→ **Records for this exercise**
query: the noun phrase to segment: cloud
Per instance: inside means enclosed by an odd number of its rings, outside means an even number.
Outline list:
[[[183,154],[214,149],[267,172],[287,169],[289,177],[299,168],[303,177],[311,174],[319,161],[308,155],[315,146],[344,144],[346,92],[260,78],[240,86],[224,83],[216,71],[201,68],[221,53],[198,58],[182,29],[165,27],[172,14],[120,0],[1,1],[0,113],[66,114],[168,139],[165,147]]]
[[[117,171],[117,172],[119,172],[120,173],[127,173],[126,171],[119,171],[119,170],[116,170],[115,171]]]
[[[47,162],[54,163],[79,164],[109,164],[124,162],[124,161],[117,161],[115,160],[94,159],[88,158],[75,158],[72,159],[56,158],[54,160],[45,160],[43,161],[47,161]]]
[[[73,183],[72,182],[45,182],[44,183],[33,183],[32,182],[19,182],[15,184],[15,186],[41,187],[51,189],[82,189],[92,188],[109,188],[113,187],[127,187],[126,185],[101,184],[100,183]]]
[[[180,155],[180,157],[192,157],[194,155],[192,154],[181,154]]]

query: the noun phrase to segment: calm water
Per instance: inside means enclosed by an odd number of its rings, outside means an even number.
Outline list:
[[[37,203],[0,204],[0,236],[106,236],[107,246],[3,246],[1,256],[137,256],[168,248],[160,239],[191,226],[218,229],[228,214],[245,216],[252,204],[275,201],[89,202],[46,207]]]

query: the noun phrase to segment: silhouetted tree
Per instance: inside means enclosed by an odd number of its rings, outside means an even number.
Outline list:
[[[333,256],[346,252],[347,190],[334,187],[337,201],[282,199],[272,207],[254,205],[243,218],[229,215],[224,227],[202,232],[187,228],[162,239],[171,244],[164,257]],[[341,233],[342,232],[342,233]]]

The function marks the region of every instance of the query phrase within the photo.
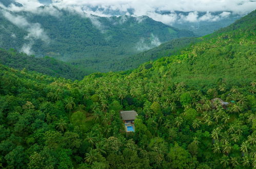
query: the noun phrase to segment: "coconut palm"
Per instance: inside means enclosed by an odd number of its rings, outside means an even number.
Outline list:
[[[239,165],[238,162],[238,160],[237,157],[231,157],[230,158],[230,163],[233,167],[235,167]]]
[[[73,97],[69,97],[66,100],[66,109],[69,110],[69,118],[70,118],[71,111],[75,106],[75,103],[74,102],[74,98]]]
[[[223,153],[225,153],[226,154],[228,154],[231,150],[231,146],[229,144],[225,144],[223,145],[223,150],[222,150],[222,152]]]
[[[58,129],[62,132],[63,132],[64,130],[67,128],[67,123],[66,122],[66,121],[63,118],[60,119],[60,120],[58,120],[58,122],[56,124],[57,124],[56,129]]]
[[[215,119],[215,121],[218,123],[219,121],[219,119],[220,119],[221,117],[221,116],[220,115],[220,113],[219,113],[219,112],[215,112],[213,113],[213,119]]]
[[[222,117],[222,120],[224,122],[224,123],[226,123],[228,122],[228,120],[229,120],[229,116],[225,114]]]
[[[241,135],[242,133],[243,133],[243,131],[240,128],[238,128],[238,129],[237,129],[235,133],[238,133],[238,135],[240,136],[240,135]]]
[[[250,166],[250,159],[248,156],[243,157],[243,158],[242,158],[242,164],[244,166]]]
[[[236,134],[233,134],[231,135],[231,140],[234,141],[234,142],[237,142],[239,140],[239,136]]]
[[[213,147],[212,147],[212,150],[213,153],[221,153],[221,146],[219,142],[216,142],[213,144]]]
[[[249,148],[249,142],[248,141],[244,141],[241,144],[241,149],[243,153],[248,153],[248,149]]]
[[[242,108],[240,105],[234,104],[231,107],[231,110],[233,112],[239,113],[242,111]]]
[[[248,141],[251,144],[256,144],[256,135],[252,134],[248,136]]]
[[[213,129],[211,132],[211,137],[212,137],[214,140],[219,139],[219,135],[220,135],[220,130],[216,129]]]
[[[175,119],[175,125],[178,128],[180,128],[180,126],[181,126],[181,124],[183,122],[183,120],[182,118],[180,117],[177,117]]]
[[[106,144],[103,141],[97,142],[95,144],[96,150],[101,154],[106,154]]]
[[[85,162],[91,164],[93,162],[96,161],[100,156],[100,154],[97,150],[92,149],[88,153],[85,154]]]
[[[192,126],[195,129],[195,128],[199,128],[200,126],[200,121],[198,119],[194,119],[192,123]]]
[[[226,168],[228,166],[229,163],[229,157],[226,155],[223,155],[222,158],[221,159],[221,164],[222,164],[224,168]]]
[[[193,142],[194,142],[195,144],[198,145],[200,143],[200,141],[199,141],[199,138],[196,137],[194,137],[193,138]]]
[[[205,123],[207,123],[208,126],[212,124],[212,121],[211,121],[209,116],[208,116],[208,117],[205,120]]]
[[[93,133],[91,131],[90,133],[87,134],[86,138],[85,140],[87,140],[91,145],[94,145],[95,144],[95,141],[96,141],[96,139],[97,137],[95,137]]]
[[[228,133],[233,133],[233,132],[234,132],[235,131],[234,125],[233,124],[230,125],[227,131]]]

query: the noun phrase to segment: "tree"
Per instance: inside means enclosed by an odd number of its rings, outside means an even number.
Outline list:
[[[191,162],[189,153],[178,144],[170,148],[168,157],[171,160],[171,166],[174,168],[187,168],[189,163]]]
[[[56,129],[58,129],[61,131],[63,132],[64,130],[67,128],[67,123],[66,122],[66,121],[63,119],[63,118],[61,118],[58,120],[58,122],[56,123],[56,124],[57,126],[56,126]]]
[[[212,150],[213,151],[213,153],[215,154],[221,153],[221,146],[218,142],[213,144],[213,147],[212,147]]]
[[[249,143],[248,142],[248,141],[244,141],[241,144],[241,151],[243,152],[243,153],[248,153],[248,149],[249,148]]]
[[[238,160],[237,157],[232,157],[230,158],[230,163],[232,164],[232,166],[233,167],[235,167],[239,165],[239,163],[238,162]]]
[[[91,131],[90,133],[87,134],[86,138],[85,140],[87,141],[91,145],[93,146],[95,144],[95,141],[96,138],[97,137],[94,136],[94,134],[92,131]]]
[[[228,166],[228,164],[229,163],[229,157],[226,155],[223,155],[222,158],[221,159],[221,164],[222,164],[222,166],[224,168],[226,168]]]
[[[244,166],[250,166],[250,159],[249,159],[249,157],[248,156],[245,156],[242,157],[242,164]]]
[[[214,139],[214,140],[218,140],[219,139],[219,135],[220,134],[220,130],[218,129],[214,129],[211,132],[211,137]]]
[[[89,153],[85,153],[85,162],[91,164],[93,162],[97,161],[100,154],[96,150],[91,149]]]
[[[65,108],[69,111],[69,118],[70,118],[71,111],[75,106],[75,104],[74,102],[74,98],[71,97],[69,97],[66,99],[66,103]]]
[[[226,154],[228,154],[231,150],[231,146],[229,144],[225,144],[223,145],[223,150],[222,152],[223,153],[225,153]]]
[[[196,128],[199,128],[200,126],[200,121],[199,121],[198,119],[194,119],[194,121],[193,121],[193,123],[192,123],[192,126],[193,126],[193,128],[195,129]]]

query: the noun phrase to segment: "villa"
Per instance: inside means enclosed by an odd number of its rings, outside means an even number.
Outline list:
[[[134,110],[121,111],[120,115],[125,123],[125,131],[134,132],[135,131],[134,120],[138,115],[137,112]]]

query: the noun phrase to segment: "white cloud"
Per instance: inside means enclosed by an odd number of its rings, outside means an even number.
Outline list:
[[[25,39],[34,38],[41,39],[47,43],[49,42],[48,36],[38,23],[29,23],[23,16],[14,15],[4,10],[0,11],[2,12],[4,16],[12,24],[28,32],[29,33],[25,37]]]
[[[25,53],[28,55],[32,55],[34,54],[34,51],[31,49],[33,43],[29,43],[28,44],[24,44],[20,50],[20,51]]]
[[[135,49],[139,51],[143,51],[157,47],[160,45],[161,45],[161,42],[159,40],[158,37],[152,33],[149,43],[146,42],[144,38],[141,38],[136,44]]]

→ **Exercise task**
Quote all the records verbatim, dropping any pictures from your copy.

→ **Exercise response**
query: the noun phrase to segment: cloud
Per instance: inside means enclosed by an odd number of its rings, outside means an even number.
Outline list:
[[[183,154],[214,149],[267,172],[287,169],[289,177],[299,168],[303,177],[311,174],[319,161],[308,155],[315,146],[344,144],[346,92],[260,78],[240,86],[224,83],[216,71],[201,68],[221,53],[198,58],[182,29],[165,27],[172,14],[120,0],[1,1],[0,113],[66,114],[168,139],[165,147]]]
[[[117,171],[117,172],[119,172],[120,173],[127,173],[126,171],[119,171],[119,170],[116,170],[115,171]]]
[[[47,162],[54,163],[79,164],[109,164],[124,162],[124,161],[117,161],[115,160],[94,159],[88,158],[75,158],[72,159],[56,158],[54,160],[45,160],[43,161],[47,161]]]
[[[73,183],[72,182],[45,182],[44,183],[33,183],[32,182],[19,182],[15,184],[15,186],[41,187],[51,189],[82,189],[92,188],[109,188],[113,187],[127,187],[126,185],[101,184],[100,183]]]
[[[180,155],[180,157],[192,157],[194,155],[192,154],[181,154]]]

query: the noun phrase to segment: calm water
Per instance: inside means enclosed by an odd number of its rings, outside means an even number.
Outline list:
[[[37,203],[0,204],[0,236],[106,236],[107,246],[3,246],[1,256],[137,256],[168,248],[160,239],[191,226],[218,229],[228,214],[245,216],[252,204],[275,201],[89,202],[46,207]]]

query: the noun phrase to segment: silhouetted tree
Per instance: inside means enclosed by an odd number of its rings, outside means an even number.
Outline list:
[[[333,256],[346,252],[347,190],[334,187],[337,201],[282,199],[272,207],[254,205],[243,218],[229,215],[224,227],[202,232],[187,228],[162,239],[171,244],[164,257]],[[341,233],[342,232],[342,233]]]

The function marks the region of every instance of the query phrase within the photo.
query: the noun phrase to segment: "coconut palm"
Per instance: inside means enclosed by an odd number of its rings, outside means an even number.
Outline list:
[[[239,165],[238,162],[238,160],[237,157],[231,157],[230,158],[230,163],[233,167],[235,167]]]
[[[73,97],[69,97],[66,100],[66,109],[69,110],[69,118],[70,118],[71,111],[75,106],[75,103],[74,102],[74,98]]]
[[[223,153],[225,153],[226,154],[228,154],[231,150],[231,146],[229,144],[225,144],[223,145],[223,150],[222,150],[222,152]]]
[[[58,129],[62,132],[63,132],[64,130],[67,128],[67,123],[66,122],[66,121],[63,118],[60,119],[60,120],[58,120],[58,122],[56,124],[57,124],[56,129]]]
[[[215,119],[215,121],[218,123],[219,121],[219,119],[220,119],[221,117],[221,116],[220,115],[220,113],[219,113],[219,112],[215,112],[213,113],[213,119]]]
[[[222,117],[222,120],[224,122],[224,123],[226,123],[228,122],[228,120],[229,120],[229,116],[225,114]]]
[[[241,135],[242,133],[243,133],[243,131],[240,128],[238,128],[238,129],[237,129],[235,133],[238,133],[238,135],[240,136],[240,135]]]
[[[250,166],[250,159],[248,156],[243,157],[243,158],[242,158],[242,164],[244,166]]]
[[[236,134],[233,134],[231,135],[231,140],[234,141],[234,142],[237,142],[239,140],[239,136]]]
[[[213,147],[212,147],[212,150],[213,153],[221,153],[221,146],[219,142],[216,142],[213,144]]]
[[[249,148],[249,142],[248,141],[244,141],[241,144],[241,149],[243,153],[248,153],[248,149]]]
[[[242,108],[240,105],[234,104],[231,107],[231,110],[233,112],[239,113],[242,111]]]
[[[248,141],[251,144],[256,144],[256,135],[252,134],[248,136]]]
[[[213,129],[211,132],[211,137],[212,137],[214,140],[219,139],[219,135],[220,135],[220,130],[216,129]]]
[[[175,119],[175,125],[178,128],[180,128],[180,126],[181,126],[181,124],[183,122],[183,120],[182,118],[180,117],[177,117]]]
[[[106,144],[103,141],[97,142],[95,144],[96,150],[101,154],[106,154]]]
[[[85,162],[91,164],[93,162],[96,161],[100,156],[100,154],[97,150],[92,149],[88,153],[85,154]]]
[[[192,126],[195,129],[195,128],[199,128],[200,126],[200,121],[198,119],[194,119],[192,123]]]
[[[226,168],[228,166],[229,163],[229,157],[226,155],[223,155],[222,158],[221,159],[221,164],[222,164],[224,168]]]
[[[193,142],[194,142],[195,144],[198,145],[200,143],[200,141],[199,141],[199,138],[196,137],[194,137],[193,138]]]
[[[205,123],[207,123],[208,126],[212,124],[212,121],[211,121],[209,116],[208,116],[208,117],[205,120]]]
[[[93,133],[91,131],[90,133],[87,134],[86,138],[85,140],[87,140],[91,145],[94,145],[95,144],[95,141],[96,141],[96,139],[97,137],[95,137]]]
[[[228,133],[233,133],[233,132],[234,132],[235,131],[234,125],[233,124],[230,125],[227,131]]]

query: the noun phrase to segment: "tree"
Per instance: inside means enclosed by an odd number of its rings, outside means an even number.
Outline list:
[[[191,162],[189,153],[178,144],[170,148],[168,157],[171,160],[171,166],[174,168],[187,168],[189,163]]]
[[[56,129],[58,129],[61,131],[63,132],[64,130],[67,128],[67,123],[66,122],[66,121],[63,119],[63,118],[61,118],[58,120],[58,122],[56,123],[56,124],[57,126],[56,126]]]
[[[212,150],[213,151],[213,153],[215,154],[221,153],[221,146],[218,142],[213,144],[213,147],[212,147]]]
[[[249,143],[248,142],[248,141],[244,141],[241,144],[241,151],[243,152],[243,153],[248,153],[248,149],[249,148]]]
[[[238,160],[237,157],[232,157],[230,158],[230,163],[232,164],[232,166],[233,167],[235,167],[239,165],[239,163],[238,162]]]
[[[91,131],[90,133],[87,134],[86,138],[85,140],[87,141],[91,145],[93,146],[95,144],[95,141],[96,138],[97,137],[94,136],[94,134],[92,131]]]
[[[228,166],[228,164],[229,163],[229,157],[226,155],[223,155],[222,158],[221,159],[221,164],[222,164],[222,166],[224,168],[226,168]]]
[[[244,166],[250,166],[250,159],[249,159],[249,157],[248,156],[245,156],[242,157],[242,164]]]
[[[214,139],[214,140],[218,140],[219,139],[219,135],[220,134],[220,130],[218,129],[214,129],[211,132],[211,137]]]
[[[89,153],[85,153],[85,162],[91,164],[93,162],[97,161],[100,154],[96,150],[91,149]]]
[[[65,108],[69,111],[69,118],[70,118],[71,111],[75,106],[75,104],[74,102],[74,98],[71,97],[69,97],[66,99],[66,103]]]
[[[226,154],[228,154],[231,150],[231,146],[229,144],[225,144],[223,145],[223,150],[222,152],[223,153],[225,153]]]
[[[196,128],[199,128],[200,126],[200,121],[199,121],[198,119],[194,119],[194,121],[193,121],[193,123],[192,123],[192,126],[193,126],[193,128],[195,129]]]

query: the noun phrase to segment: "villa"
Per instance: inside means enclosed by an odd number of its rings, outside means an even number.
Outline list:
[[[134,110],[121,111],[120,115],[125,123],[125,131],[134,132],[135,131],[134,120],[138,115],[137,112]]]

query: the noun phrase to segment: "white cloud"
Per instance: inside means enclosed by an odd number of its rings, outside means an even number.
Outline list:
[[[25,39],[34,38],[41,39],[47,43],[49,42],[48,36],[38,23],[29,23],[23,16],[14,15],[4,10],[0,11],[2,12],[4,16],[12,24],[28,32],[29,33],[25,37]]]
[[[25,53],[28,55],[32,55],[34,54],[34,51],[31,49],[33,43],[29,43],[28,44],[24,44],[20,50],[20,51]]]
[[[135,49],[139,51],[143,51],[157,47],[160,45],[161,45],[161,42],[159,40],[158,37],[152,33],[149,43],[146,42],[144,38],[141,38],[136,44]]]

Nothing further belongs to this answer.